EXERCISE BRIEF:
Print verbatim every line starting at the one that contains "Outline every instance of the rooftop." and ending at the final line of the records; include both endpoints.

(Records from a dataset)
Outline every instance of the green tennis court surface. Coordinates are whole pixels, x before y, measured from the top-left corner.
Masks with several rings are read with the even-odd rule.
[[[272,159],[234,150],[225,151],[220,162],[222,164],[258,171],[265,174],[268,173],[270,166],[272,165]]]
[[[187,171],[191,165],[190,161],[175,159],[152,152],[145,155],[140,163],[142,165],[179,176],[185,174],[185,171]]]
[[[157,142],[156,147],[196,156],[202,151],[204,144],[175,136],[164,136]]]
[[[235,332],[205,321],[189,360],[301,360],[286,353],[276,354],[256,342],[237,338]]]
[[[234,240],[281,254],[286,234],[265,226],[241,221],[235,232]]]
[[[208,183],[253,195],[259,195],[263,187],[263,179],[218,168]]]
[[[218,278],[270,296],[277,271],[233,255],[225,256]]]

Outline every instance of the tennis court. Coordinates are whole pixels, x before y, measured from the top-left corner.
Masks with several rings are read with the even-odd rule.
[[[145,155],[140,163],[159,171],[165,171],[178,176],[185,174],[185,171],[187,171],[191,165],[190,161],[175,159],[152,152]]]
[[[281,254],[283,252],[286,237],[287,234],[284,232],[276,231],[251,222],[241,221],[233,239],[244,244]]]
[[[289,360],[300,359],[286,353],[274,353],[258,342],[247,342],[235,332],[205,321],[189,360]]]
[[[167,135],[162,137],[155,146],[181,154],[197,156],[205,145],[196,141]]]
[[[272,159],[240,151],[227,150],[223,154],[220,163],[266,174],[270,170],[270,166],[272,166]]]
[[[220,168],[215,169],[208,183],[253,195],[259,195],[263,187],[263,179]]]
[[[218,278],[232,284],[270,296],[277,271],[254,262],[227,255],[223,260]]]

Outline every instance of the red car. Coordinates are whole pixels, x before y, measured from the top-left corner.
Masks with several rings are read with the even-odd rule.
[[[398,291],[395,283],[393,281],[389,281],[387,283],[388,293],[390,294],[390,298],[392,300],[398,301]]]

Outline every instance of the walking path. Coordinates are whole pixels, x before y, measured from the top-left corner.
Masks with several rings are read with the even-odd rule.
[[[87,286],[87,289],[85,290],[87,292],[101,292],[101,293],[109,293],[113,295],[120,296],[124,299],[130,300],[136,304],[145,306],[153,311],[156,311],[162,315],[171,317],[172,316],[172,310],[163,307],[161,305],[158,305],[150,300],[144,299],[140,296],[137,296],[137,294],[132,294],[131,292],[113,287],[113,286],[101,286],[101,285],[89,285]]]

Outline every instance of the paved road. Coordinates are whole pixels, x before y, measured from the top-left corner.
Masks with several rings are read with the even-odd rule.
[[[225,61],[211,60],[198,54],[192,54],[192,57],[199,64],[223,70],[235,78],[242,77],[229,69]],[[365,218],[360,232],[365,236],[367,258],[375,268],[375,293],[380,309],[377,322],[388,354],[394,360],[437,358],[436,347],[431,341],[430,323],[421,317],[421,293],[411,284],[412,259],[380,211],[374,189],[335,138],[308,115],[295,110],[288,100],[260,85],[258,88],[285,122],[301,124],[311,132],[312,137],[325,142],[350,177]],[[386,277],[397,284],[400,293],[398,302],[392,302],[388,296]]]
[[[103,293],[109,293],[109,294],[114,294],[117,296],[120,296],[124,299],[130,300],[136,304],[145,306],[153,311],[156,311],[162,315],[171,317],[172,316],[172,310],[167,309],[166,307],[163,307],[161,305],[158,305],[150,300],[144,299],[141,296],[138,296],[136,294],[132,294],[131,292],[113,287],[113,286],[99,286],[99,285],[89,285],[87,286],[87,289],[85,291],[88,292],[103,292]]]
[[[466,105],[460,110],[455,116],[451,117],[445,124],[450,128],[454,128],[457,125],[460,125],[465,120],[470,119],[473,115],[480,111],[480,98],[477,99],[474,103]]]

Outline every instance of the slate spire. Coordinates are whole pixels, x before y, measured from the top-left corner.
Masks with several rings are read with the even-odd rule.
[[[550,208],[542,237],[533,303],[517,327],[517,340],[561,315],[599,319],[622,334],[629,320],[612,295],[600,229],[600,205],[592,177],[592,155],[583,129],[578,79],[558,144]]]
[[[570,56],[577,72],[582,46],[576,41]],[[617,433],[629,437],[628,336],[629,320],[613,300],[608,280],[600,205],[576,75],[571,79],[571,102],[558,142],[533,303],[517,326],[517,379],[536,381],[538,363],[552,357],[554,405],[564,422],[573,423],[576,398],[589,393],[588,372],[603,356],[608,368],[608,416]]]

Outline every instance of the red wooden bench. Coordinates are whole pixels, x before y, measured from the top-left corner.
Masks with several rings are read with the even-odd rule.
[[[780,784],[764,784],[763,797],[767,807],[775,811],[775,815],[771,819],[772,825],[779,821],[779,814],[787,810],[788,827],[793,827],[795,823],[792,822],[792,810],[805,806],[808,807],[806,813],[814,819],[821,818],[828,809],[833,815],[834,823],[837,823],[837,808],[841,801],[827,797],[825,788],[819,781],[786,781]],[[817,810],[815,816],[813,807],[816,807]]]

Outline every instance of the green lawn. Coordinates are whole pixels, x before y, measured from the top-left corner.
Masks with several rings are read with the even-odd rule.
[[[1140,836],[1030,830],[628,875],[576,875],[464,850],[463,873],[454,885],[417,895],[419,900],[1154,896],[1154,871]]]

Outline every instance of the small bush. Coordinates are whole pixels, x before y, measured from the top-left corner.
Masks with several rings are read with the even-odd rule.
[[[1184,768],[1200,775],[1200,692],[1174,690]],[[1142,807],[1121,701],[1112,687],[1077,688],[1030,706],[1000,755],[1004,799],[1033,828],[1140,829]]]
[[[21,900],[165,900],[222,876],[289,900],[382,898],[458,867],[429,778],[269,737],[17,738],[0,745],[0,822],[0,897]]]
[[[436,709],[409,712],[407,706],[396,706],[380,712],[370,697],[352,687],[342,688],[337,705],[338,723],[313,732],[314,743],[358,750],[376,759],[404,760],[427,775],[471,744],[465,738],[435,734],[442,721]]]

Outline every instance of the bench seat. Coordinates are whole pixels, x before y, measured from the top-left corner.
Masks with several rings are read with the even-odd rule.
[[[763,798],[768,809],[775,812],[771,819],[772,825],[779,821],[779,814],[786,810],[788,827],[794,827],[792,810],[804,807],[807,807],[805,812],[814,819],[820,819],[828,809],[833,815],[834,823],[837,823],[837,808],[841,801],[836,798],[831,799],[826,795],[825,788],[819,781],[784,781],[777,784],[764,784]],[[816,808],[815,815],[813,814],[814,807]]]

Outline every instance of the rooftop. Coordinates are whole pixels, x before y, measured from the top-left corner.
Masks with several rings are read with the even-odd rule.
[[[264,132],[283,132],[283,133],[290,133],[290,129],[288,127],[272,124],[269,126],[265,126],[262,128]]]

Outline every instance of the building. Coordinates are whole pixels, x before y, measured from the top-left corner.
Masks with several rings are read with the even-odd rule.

ANSWER AREA:
Outline every instance of the rooftop. Coordinates are whole pixels, x before y, measured from the top-left corner.
Masks with several rings are read with the even-odd rule.
[[[264,132],[283,132],[283,133],[290,133],[290,129],[288,127],[272,124],[269,126],[265,126],[262,128]]]

Outline every instance of the building. Coordinates are whole pixels, x before y, measured from the top-left corner.
Masks with several rings are read with the even-odd rule.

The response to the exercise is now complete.